So Origen was one of the great early Christian theologians, and he wrote something like:

The soul of man has an intuitive longing for God [actually this is quoting now from someone writing about Origen, a guy called Chadwick. And Origen was insistent; he won't] believe that this yearning [that we have, this eros that we have] can have been [somehow] implanted in [a human being's] heart [and soul] unless it is capable of being satisfied. [And then, interesting point:] Just as each faculty of our senses is related to a specific category of objects, so our nous [which we can translate as our ... let's call it our 'soul-knowing'] is the correlate of God.[8]

So we're set up to move into truth, and our eros is actually implanted by God. And it wouldn't be implanted as divine unless it was capable of being satisfied. So again, we can translate that into soulmaking terms. Soulmaking is never finally satisfied, but it gets satisfied on the journey, the infinite journey of soulmaking, the infinite journey into truth. Again, in what he's saying, we can have the sense, we will have the sense, as we develop soulmaking practice, of our eros being divine, having its roots in the divine, being given to us by the Buddha-nature, by the dharmakāya, whatever words you like. And in the movements of soulmaking, as the soulmaking dynamic opens, further levels, aspects, beyonds, dimensions open, that eros is satisfied. And then it moves again. But there's something in the infinite movement that is not unsatisfying at a deep level, but profoundly satisfying. So again, we take these ideas, and they have to be understood differently and modified through the understandings and the conceptual framework of Soulmaking Dharma.

The procedural rationality, what Taylor calls the procedural rationality, the Western Enlightenment assumed that that kind of rationality and a throwing off of superstitions, and being 'natural' in terms of just what was a 'natural' human pleasure, being 'natural' without imposing religious dogma and ideas on top -- there was an assumption that that kind of rationality and naturality would bring pleasure, happiness, and would also bring the universal good. And obviously there's some truth to that, definitely -- a lot of moral progress came from the Western Enlightenment. But this kind of faith in that kind of rationality was shaken, I think, by Freud, in terms of, is it actually possible for that rationality to really rule in the psyche, in the psyche full of other horrors and repressions and kind of bestial, uncivilized impulses and movements and realities abiding in the id? That started to question things a little bit. By the time World War I was finished, the First World War was finished, the absolute carnage and devastation and incredible loss of life there, people started to really question whether rationality itself, or rationality alone, was enough, and whether it would just deliver pleasure, happiness, and the universal good.

In the Western Enlightenment thinkers, it was also assumed that disengaged rationality, that sort of stance of the scientific method, that through that, a person adopting a disengaged rationality towards their existence would obviously see the bigger picture. And in seeing the bigger picture of things, they would let go of their selfish interests, because they can see the bigger picture. Again, there may be some truth in that. But others said that no, turning and tuning to nature is what allows us to see a bigger picture and let go of selfish interest.

• PROBLEM SET:
• 1. For each statement about the passage, answer yes or no and quote the exact words from the passage that decide it. (a) The lines about the soul's longing for God are quoted from a writer named Chadwick. (b) Soulmaking is eventually finally satisfied. (c) The Western Enlightenment is credited with moral progress.
• 2. Reproduce the part of the passage that opens with the words containing "In the Western" and closes with "of selfish interest.".
The material after this point is separate from the passage.

• GIVEN INFORMATION:

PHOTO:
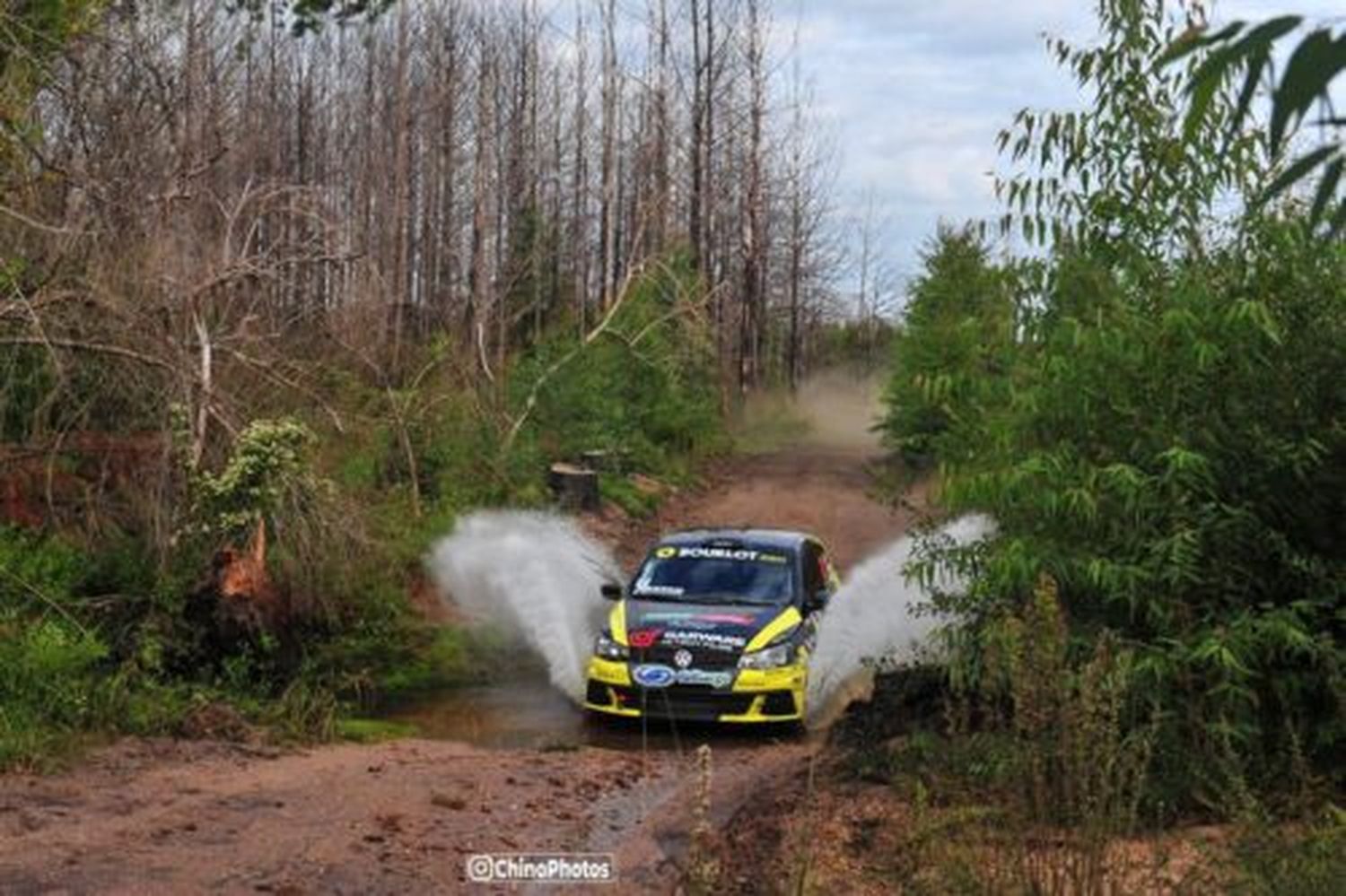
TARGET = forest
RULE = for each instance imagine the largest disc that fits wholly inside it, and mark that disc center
(301, 283)
(288, 288)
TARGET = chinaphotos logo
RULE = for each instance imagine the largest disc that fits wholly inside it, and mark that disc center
(653, 675)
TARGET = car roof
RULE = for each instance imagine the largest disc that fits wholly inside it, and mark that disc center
(777, 538)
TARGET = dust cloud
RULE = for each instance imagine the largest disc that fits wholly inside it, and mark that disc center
(840, 409)
(535, 576)
(834, 409)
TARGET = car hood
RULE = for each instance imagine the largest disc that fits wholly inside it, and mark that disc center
(721, 627)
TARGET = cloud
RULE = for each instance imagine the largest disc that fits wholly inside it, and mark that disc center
(915, 93)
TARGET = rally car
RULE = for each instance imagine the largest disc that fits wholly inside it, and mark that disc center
(716, 626)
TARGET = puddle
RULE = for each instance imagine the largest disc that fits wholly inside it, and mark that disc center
(528, 713)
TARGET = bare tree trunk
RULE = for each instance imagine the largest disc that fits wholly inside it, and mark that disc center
(478, 276)
(607, 222)
(579, 199)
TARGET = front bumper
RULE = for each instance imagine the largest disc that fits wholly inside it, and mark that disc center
(756, 696)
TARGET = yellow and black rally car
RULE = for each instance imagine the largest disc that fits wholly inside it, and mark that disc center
(716, 626)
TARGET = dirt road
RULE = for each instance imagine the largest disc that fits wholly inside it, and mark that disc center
(178, 817)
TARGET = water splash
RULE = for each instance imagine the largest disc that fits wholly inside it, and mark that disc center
(879, 615)
(535, 575)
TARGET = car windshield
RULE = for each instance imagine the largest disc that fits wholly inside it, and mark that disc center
(715, 575)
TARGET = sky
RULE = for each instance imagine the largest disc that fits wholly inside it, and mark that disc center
(915, 91)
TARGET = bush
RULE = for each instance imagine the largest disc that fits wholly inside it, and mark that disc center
(950, 358)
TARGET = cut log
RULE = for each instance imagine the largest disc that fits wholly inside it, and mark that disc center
(597, 459)
(573, 487)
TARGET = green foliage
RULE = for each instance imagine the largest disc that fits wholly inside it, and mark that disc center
(950, 357)
(267, 467)
(1163, 439)
(1152, 465)
(1314, 65)
(1278, 860)
(48, 678)
(1124, 175)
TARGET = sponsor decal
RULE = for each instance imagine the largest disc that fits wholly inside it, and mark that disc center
(653, 675)
(742, 554)
(659, 591)
(699, 619)
(704, 677)
(642, 638)
(713, 640)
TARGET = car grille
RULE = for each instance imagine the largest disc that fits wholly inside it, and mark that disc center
(702, 658)
(686, 702)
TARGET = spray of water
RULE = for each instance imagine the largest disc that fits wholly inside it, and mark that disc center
(530, 573)
(879, 615)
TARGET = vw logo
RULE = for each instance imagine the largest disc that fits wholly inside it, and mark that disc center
(653, 675)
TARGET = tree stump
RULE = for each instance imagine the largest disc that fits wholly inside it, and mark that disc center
(573, 487)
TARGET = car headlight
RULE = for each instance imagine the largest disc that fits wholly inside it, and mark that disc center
(608, 648)
(769, 658)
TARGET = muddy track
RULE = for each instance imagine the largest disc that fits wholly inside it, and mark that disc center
(182, 817)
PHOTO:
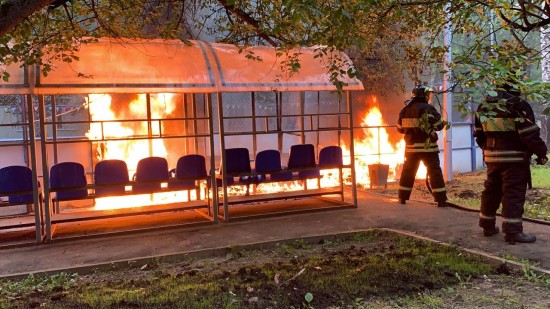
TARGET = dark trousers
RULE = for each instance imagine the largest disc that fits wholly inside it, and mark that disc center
(431, 161)
(506, 183)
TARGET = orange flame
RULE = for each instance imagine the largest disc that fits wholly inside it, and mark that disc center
(374, 148)
(106, 126)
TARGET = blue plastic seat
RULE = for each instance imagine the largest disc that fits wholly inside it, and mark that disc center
(110, 177)
(189, 169)
(331, 157)
(68, 181)
(15, 181)
(302, 156)
(268, 162)
(238, 162)
(150, 173)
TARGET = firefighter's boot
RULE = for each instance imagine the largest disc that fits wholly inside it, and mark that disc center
(520, 238)
(490, 231)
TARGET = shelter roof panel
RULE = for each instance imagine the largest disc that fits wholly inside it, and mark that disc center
(154, 66)
(269, 70)
(119, 66)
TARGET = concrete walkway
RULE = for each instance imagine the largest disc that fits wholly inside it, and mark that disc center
(449, 225)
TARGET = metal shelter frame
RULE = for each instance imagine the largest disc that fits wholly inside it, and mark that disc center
(202, 69)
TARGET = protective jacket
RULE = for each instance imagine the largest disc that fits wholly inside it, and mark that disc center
(419, 121)
(508, 136)
(511, 134)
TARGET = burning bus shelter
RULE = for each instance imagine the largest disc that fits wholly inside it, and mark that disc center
(133, 100)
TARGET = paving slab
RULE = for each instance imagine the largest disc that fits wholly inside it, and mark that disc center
(449, 225)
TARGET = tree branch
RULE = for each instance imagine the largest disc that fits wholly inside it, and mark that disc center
(13, 12)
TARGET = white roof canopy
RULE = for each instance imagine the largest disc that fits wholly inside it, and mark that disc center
(152, 66)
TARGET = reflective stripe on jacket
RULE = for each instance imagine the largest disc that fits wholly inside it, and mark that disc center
(419, 121)
(510, 134)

• EXERCISE ANSWERS:
• 1.
(a) Yes: "this is quoting now from someone writing about Origen, a guy called Chadwick"
(b) No: "Soulmaking is never finally satisfied"
(c) Yes: "a lot of moral progress came from the Western Enlightenment"

• 2.
In the Western Enlightenment thinkers, it was also assumed that disengaged rationality, that sort of stance of the scientific method, that through that, a person adopting a disengaged rationality towards their existence would obviously see the bigger picture. And in seeing the bigger picture of things, they would let go of their selfish interests, because they can see the bigger picture. Again, there may be some truth in that. But others said that no, turning and tuning to nature is what allows us to see a bigger picture and let go of selfish interest.